→ **What you are asked to do**:
In the listing that follows, give every line again exactly and omit the pictures.

→ **Supplied data**:
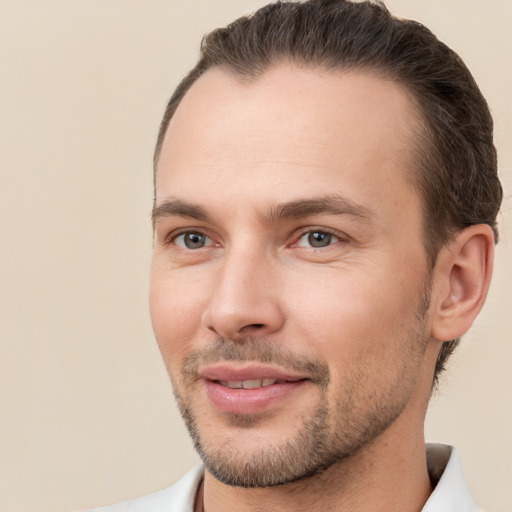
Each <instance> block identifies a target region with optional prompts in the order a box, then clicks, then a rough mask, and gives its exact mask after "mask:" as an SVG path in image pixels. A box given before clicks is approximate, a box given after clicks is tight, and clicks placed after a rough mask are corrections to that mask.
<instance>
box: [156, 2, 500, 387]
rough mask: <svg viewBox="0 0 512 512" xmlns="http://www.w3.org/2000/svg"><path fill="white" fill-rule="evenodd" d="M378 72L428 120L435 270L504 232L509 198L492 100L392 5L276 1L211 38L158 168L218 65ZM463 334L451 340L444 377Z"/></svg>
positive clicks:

→ **Answer box**:
Each <instance> block identifies a target region with optional prompts in the order a box, then clicks, then a rough mask, and gives its exact mask after "mask:" as an SVG path in image pixels. A box given before clicks is approximate, a box given after clicks is tight, and clicks placed after a rough mask are corrections to that mask.
<instance>
box: [156, 2, 500, 387]
rough mask: <svg viewBox="0 0 512 512" xmlns="http://www.w3.org/2000/svg"><path fill="white" fill-rule="evenodd" d="M378 72L428 120L435 270L504 232L509 198L492 100L392 5L276 1L211 38L158 168L218 65ZM463 334L451 340L444 377Z"/></svg>
positive clicks:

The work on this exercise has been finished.